Pick out every line in the data below that contains the string "floor", and copy each of those lines in full.

*** RECORDS FOR PROCESSING ***

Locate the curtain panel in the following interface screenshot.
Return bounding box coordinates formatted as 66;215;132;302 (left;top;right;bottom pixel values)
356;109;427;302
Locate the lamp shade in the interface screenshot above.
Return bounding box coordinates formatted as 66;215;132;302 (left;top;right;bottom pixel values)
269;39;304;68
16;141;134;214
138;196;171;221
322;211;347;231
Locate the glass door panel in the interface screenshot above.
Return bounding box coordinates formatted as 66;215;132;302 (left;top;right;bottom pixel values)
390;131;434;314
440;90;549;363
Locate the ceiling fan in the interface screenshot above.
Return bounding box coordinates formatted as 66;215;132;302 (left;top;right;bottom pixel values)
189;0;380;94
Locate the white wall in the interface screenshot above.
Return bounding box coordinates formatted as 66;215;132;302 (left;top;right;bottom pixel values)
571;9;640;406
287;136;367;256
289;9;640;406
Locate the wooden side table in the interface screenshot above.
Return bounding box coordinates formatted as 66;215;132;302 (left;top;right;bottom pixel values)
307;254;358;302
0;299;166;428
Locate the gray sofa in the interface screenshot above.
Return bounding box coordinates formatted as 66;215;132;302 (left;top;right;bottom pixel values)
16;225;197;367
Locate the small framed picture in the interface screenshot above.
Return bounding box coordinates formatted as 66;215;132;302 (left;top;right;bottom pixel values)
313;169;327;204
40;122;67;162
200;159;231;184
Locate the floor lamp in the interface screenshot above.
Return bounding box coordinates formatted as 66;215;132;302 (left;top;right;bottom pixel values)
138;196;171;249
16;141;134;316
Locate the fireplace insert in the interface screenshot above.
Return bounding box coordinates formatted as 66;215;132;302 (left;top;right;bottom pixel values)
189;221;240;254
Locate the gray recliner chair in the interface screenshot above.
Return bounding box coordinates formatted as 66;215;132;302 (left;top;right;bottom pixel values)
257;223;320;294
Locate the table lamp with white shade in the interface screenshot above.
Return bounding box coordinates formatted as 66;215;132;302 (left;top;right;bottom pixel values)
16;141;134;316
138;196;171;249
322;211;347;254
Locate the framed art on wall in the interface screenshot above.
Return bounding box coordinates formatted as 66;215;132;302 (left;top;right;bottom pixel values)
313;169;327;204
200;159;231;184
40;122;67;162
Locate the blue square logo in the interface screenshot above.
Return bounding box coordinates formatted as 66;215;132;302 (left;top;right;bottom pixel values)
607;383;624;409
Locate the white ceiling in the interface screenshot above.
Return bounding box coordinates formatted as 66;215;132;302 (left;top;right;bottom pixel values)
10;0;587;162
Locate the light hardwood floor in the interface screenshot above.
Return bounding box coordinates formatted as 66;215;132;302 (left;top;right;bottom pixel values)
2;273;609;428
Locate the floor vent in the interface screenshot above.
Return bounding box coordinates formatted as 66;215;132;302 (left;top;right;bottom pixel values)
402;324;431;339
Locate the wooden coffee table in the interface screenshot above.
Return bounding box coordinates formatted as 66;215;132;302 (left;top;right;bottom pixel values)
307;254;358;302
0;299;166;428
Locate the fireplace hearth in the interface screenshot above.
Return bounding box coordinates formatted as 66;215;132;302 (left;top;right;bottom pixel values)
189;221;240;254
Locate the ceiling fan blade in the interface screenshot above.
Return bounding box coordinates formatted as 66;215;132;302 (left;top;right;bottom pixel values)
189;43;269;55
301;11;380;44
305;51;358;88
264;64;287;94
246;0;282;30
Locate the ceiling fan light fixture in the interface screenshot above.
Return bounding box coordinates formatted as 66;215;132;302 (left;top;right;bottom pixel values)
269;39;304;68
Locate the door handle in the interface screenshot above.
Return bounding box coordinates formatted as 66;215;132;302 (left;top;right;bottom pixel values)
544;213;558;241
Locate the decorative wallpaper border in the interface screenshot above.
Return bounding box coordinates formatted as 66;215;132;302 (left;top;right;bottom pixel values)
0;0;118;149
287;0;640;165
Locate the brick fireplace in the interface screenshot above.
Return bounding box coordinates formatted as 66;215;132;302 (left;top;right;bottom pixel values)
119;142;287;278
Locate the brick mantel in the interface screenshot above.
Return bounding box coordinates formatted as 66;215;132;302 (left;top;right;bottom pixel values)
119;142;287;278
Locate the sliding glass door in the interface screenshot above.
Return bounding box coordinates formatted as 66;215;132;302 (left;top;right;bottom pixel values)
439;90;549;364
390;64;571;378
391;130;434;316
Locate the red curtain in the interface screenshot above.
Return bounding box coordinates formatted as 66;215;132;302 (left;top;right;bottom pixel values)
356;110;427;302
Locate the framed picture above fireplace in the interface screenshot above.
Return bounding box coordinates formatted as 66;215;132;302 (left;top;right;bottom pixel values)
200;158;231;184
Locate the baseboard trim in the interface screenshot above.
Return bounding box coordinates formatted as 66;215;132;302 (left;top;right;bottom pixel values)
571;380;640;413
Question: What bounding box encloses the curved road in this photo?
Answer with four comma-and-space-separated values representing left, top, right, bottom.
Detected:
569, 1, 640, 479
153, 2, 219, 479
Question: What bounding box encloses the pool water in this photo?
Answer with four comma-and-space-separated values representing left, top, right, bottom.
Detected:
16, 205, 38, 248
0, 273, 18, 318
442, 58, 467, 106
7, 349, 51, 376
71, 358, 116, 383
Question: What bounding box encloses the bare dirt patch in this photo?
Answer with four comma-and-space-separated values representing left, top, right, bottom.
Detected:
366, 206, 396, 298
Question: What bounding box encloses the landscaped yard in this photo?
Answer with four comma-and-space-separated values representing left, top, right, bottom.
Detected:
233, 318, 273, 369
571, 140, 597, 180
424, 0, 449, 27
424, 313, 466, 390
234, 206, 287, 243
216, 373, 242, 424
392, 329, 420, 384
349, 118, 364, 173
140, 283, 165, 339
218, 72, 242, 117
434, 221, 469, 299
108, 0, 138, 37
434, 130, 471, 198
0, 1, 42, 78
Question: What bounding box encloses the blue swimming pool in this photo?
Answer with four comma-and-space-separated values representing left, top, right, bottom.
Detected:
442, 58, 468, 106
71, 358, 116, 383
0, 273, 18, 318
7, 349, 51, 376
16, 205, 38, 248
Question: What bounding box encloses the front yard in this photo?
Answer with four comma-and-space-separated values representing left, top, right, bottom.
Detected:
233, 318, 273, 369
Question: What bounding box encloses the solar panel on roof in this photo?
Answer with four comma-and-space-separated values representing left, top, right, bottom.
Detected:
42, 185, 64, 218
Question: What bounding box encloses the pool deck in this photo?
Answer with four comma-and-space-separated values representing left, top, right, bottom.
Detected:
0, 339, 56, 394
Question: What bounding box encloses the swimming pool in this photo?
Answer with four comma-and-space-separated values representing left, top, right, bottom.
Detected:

***

** TASK SOLUTION **
Locate the floor lamp in the interface screenshot above.
Locate the light hardwood floor in the interface screenshot above.
Locate the floor vent in the interface screenshot above.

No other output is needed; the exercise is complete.